> **Apply what you read**
- a) In the post below about the Taiwan debut of The Breast Cancer Diaries, check whether each statement agrees with it: (i) the film was made in 2005; (ii) the Taiwan broadcast is the film's first airing in Asia; (iii) breast cancer incidence in Taiwan fell between 1980 and 2003. For each, answer yes or no and quote the words of the post that decide it.
- b) Extend the post below about the Taiwan debut of The Breast Cancer Diaries, picking up after its final sentence.

I’m excited to tell you that The Breast Cancer Diaries makes its Taiwan television debut this October.
It’s the first airing in Asia since the film was made in 2005 and I am thrilled and honored that Taiwan is joining other countries like Sweden, Israel, Canada, the United States and all of Latin America in bringing this story of help and hope to its country.
I feel like maybe with all these countries getting on board and showing my film, getting the message out, affecting lives, sharing our strength, that maybe together we can really do something about this stupid disease.
I know we hear this all the time–in advertisements from sneakers to cereals– that we can ‘make a difference’: but maybe it’s not as trite as it sounds? Maybe ‘we’ can do something to change the statistics, to take back the losses and lower the number of the all-too-many lives changed forever because of breast cancer? I mean, according to the American Association for Cancer Research, in Taiwan, breast cancer has become the leading cancer in females, with age-adjusted incidence increasing from 11.72 per 100,000 women in 1980 to 45.89 per 100,000 in 2003.
Let me state the obvious: this has to stop.

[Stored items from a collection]
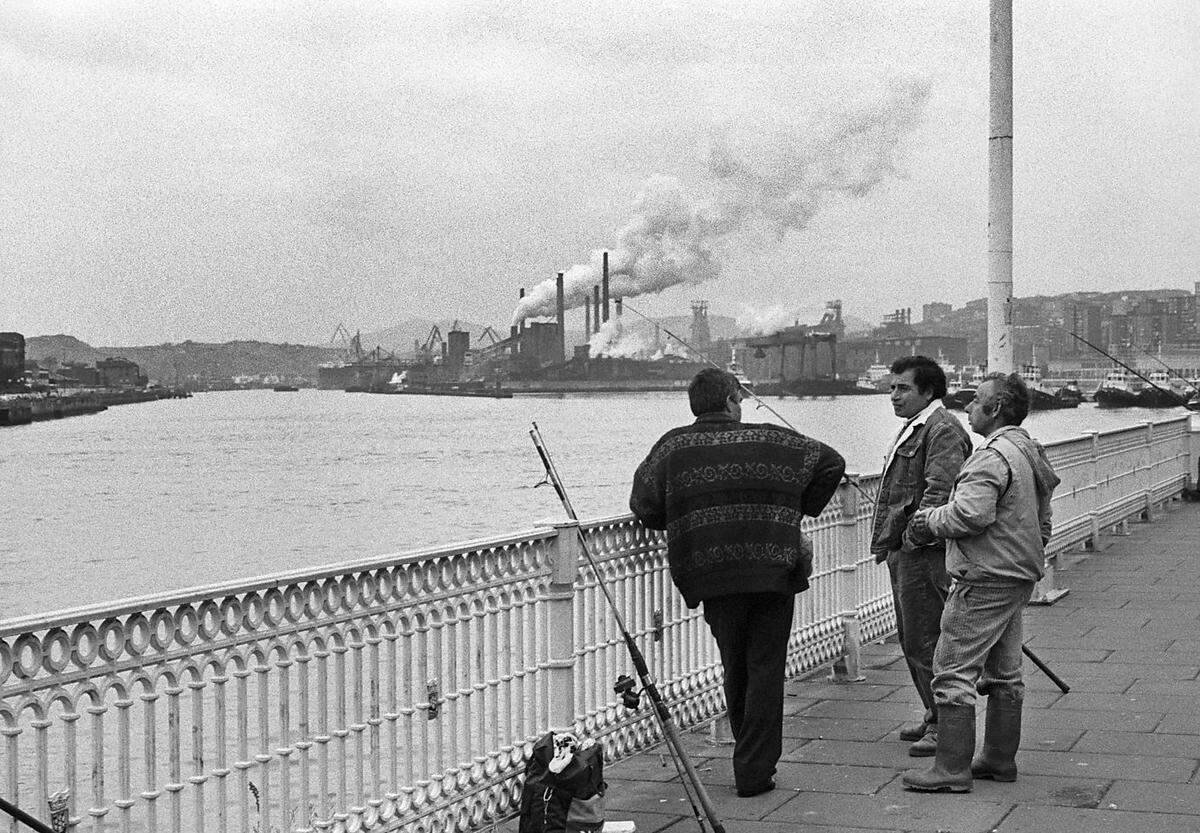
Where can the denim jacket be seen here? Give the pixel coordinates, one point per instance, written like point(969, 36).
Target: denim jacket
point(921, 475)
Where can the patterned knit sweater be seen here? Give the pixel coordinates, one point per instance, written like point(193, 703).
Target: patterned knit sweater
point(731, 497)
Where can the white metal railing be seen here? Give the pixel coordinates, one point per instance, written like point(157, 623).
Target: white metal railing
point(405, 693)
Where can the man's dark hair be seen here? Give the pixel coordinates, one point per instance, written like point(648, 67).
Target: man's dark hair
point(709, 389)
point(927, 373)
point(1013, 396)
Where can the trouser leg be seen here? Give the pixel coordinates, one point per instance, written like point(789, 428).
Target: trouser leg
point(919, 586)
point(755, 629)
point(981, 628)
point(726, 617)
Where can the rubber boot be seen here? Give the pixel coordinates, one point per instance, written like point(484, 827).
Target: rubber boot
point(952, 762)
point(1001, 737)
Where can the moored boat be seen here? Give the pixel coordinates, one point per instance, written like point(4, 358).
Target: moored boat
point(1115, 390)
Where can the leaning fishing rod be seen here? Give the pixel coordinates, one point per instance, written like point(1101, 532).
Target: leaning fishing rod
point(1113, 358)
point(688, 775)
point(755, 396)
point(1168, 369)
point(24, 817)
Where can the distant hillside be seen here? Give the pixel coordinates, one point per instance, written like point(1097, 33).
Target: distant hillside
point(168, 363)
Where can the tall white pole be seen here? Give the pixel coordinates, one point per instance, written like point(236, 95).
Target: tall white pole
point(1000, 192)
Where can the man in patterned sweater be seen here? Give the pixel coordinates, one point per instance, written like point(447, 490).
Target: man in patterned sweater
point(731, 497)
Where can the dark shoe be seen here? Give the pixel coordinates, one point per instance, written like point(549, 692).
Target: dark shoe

> **Written responses**
- a)
(i) Yes: "since the film was made in 2005"
(ii) Yes: "It’s the first airing in Asia"
(iii) No: "age-adjusted incidence increasing from 11.72 per 100,000 women in 1980 to 45.89 per 100,000 in 2003"

- b)
Not that an airing of The Breast Cancer Diaries can do that–don’t I wish it could. But my film should be able to enhance and highlight conversations and connections between those people encased in their own breast cancer battle in cities I’ve never visited, in a language I can’t speak, but whose turmoil and fear I can describe as well as if I were in Taipei holding the hand of a woman sitting in the oncology waiting room. At the very least The Breast Cancer Diaries shows people living five thousand miles from me that I am exactly like them in one very awful way–and somehow, that bonds us in a way that no foreign exchange program ever could.
To me, that’s worth everything.
And I’ll dare to dream that our television debut in Taiwan, located off the southeasten coast of mainland China, is just the beginning of more showings of the film across Asia in the years to come. That’s what sadly special about my film: it never gets old and it knows no geographic boundaries. New cases of breast cancer, and all the Hell that goes with them, happen every single day, all over the world.
So I thank you, Taiwan, for choosing to bring The Breast Cancer Diaries into the homes of the estimated 23.2 million people living in your country…
together, maybe we can really make a difference.